▶ _Provided material_:
☆ ☆ ☆

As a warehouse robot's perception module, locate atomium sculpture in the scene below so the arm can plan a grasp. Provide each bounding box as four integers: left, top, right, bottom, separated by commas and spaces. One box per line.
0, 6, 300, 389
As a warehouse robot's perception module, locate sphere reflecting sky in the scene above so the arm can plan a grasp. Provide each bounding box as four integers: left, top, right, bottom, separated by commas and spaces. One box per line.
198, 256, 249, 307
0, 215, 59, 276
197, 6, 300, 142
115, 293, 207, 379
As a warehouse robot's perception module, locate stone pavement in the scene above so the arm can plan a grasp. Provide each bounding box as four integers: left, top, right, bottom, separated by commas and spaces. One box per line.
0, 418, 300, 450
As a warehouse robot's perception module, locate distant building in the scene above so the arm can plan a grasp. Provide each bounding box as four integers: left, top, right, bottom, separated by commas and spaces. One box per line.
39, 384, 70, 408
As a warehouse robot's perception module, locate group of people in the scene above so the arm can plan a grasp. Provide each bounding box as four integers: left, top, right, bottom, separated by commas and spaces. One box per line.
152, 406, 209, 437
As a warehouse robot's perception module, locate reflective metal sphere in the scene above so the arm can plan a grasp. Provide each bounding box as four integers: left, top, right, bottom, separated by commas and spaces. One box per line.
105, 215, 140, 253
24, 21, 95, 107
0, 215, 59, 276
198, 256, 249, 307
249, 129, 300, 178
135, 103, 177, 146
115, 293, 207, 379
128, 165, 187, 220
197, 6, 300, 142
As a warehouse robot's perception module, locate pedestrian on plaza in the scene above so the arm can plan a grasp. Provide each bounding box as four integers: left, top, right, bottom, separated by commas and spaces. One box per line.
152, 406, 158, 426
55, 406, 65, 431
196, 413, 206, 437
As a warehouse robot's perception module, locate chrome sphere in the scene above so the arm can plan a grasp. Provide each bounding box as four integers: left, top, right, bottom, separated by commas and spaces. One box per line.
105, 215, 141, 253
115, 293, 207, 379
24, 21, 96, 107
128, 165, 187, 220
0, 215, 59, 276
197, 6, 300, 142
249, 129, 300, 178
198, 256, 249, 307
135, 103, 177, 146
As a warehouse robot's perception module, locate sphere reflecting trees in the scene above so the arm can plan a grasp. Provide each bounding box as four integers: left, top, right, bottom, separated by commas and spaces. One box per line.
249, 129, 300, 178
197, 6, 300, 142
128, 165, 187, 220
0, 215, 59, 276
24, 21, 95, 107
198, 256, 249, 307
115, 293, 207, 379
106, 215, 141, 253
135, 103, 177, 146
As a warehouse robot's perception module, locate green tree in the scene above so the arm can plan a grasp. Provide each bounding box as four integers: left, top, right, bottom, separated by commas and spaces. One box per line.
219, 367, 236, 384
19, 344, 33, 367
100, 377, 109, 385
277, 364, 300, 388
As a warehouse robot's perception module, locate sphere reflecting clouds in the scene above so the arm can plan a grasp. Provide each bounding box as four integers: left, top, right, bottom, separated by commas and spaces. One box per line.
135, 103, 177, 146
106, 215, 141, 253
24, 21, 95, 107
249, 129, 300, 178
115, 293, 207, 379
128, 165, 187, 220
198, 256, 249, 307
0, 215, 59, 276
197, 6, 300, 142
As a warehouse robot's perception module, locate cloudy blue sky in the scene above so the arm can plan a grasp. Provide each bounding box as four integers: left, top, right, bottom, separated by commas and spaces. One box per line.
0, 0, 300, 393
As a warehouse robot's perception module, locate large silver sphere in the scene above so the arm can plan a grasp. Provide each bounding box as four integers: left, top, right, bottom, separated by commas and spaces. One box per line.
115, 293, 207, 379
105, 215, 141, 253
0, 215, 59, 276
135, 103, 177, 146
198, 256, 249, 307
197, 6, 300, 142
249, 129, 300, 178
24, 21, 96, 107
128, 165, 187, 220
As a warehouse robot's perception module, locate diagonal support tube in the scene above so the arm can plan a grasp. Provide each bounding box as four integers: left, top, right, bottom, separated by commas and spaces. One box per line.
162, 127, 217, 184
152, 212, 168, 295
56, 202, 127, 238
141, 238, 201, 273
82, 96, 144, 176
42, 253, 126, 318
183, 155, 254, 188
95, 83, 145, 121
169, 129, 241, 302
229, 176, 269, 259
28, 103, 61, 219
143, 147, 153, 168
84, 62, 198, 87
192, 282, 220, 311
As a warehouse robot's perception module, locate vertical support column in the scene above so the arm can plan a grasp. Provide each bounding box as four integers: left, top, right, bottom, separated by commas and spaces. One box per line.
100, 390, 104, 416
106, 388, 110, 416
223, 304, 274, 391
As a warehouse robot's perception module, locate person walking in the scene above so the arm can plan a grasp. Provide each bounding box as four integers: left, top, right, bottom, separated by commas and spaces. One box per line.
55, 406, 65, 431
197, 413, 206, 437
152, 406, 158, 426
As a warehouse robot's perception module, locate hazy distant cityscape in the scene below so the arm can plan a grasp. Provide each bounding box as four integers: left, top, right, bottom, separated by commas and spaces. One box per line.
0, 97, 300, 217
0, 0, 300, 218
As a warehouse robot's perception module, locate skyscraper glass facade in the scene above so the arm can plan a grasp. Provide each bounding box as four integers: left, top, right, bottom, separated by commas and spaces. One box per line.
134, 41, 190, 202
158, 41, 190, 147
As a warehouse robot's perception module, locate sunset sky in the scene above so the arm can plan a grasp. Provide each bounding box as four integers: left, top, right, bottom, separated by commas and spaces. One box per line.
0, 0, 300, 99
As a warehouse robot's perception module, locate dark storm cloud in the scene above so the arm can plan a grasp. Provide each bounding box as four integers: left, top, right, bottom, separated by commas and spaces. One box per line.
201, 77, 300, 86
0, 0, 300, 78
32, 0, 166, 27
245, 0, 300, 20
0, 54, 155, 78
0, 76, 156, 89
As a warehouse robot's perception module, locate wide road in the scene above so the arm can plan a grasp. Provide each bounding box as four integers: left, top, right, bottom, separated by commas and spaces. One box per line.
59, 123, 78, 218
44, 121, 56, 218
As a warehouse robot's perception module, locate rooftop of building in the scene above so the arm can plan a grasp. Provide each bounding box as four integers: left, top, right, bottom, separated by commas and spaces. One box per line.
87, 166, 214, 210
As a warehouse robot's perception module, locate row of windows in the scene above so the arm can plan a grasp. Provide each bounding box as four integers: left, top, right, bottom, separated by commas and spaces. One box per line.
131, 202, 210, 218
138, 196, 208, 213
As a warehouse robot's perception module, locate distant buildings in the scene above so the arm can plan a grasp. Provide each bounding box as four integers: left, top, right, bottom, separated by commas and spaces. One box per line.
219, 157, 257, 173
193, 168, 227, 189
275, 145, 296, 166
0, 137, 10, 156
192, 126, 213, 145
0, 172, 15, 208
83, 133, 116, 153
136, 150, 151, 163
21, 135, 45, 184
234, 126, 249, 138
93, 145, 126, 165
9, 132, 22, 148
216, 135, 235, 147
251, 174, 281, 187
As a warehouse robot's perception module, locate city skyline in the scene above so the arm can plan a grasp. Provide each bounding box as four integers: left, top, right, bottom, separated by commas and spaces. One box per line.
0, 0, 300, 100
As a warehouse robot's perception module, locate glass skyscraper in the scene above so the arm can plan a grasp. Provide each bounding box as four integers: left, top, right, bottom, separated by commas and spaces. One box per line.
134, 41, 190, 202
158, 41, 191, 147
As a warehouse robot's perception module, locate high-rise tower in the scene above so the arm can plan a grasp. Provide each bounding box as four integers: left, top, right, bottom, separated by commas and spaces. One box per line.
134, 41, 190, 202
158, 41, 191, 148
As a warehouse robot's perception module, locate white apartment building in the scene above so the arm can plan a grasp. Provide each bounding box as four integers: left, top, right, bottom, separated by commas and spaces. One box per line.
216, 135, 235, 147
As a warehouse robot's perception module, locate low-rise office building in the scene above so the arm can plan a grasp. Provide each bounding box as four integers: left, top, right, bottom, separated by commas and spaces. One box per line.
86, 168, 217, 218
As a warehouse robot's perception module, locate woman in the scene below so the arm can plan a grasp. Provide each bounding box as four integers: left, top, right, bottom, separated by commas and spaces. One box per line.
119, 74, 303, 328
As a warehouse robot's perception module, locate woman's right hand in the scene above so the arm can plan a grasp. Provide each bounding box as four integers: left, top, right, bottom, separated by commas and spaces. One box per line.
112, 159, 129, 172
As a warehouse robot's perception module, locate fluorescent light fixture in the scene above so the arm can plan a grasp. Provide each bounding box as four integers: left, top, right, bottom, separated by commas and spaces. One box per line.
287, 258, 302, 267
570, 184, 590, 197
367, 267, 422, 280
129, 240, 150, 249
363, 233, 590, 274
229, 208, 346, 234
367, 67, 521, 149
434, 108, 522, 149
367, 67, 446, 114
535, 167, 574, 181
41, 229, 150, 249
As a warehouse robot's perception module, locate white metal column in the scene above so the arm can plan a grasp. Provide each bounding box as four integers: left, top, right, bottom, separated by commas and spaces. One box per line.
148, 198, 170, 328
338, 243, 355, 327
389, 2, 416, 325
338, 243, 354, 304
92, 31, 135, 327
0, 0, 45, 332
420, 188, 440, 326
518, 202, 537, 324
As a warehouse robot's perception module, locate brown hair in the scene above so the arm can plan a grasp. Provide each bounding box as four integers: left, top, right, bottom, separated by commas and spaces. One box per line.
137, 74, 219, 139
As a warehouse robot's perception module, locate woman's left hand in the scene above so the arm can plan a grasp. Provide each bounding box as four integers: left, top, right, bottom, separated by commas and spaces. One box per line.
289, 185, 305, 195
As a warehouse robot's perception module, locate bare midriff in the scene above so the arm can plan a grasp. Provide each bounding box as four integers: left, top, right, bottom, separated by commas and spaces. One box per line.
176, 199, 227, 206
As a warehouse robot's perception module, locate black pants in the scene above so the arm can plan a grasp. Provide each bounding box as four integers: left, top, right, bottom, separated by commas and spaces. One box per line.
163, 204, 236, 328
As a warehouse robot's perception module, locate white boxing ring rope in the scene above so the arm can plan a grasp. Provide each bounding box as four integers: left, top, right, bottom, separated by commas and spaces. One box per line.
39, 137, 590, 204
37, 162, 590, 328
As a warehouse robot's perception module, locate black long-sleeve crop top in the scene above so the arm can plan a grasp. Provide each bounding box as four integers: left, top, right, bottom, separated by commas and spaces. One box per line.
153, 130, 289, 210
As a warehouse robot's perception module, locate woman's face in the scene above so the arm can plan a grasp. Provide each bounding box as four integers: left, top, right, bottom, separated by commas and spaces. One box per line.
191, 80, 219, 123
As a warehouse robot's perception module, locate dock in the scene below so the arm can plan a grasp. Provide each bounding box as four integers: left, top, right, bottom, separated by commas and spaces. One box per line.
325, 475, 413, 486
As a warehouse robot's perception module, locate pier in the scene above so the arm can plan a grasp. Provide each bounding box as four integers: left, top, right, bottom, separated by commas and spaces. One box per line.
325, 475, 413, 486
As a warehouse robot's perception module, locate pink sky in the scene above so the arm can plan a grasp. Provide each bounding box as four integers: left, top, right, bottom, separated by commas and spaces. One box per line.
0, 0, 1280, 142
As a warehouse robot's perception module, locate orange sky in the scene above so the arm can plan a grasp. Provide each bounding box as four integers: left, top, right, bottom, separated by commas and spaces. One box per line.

☆ ☆ ☆

▶ _Task objective_: Can you reproduce the material beginning at the line containing "As a warehouse robot's perception module, locate city" and continuing through the line containing "0, 0, 300, 100", swapping "city skyline" for "harbor crane" and leaving everything else as it is?

▶ _Result for this task_:
As a warehouse robot's perception module, locate harbor crane in the scene above so the arm can plan a grasp. Provide each bounding box as four integers: left, top, right, bottom, separated by commas and spaces. One box per line.
0, 0, 300, 100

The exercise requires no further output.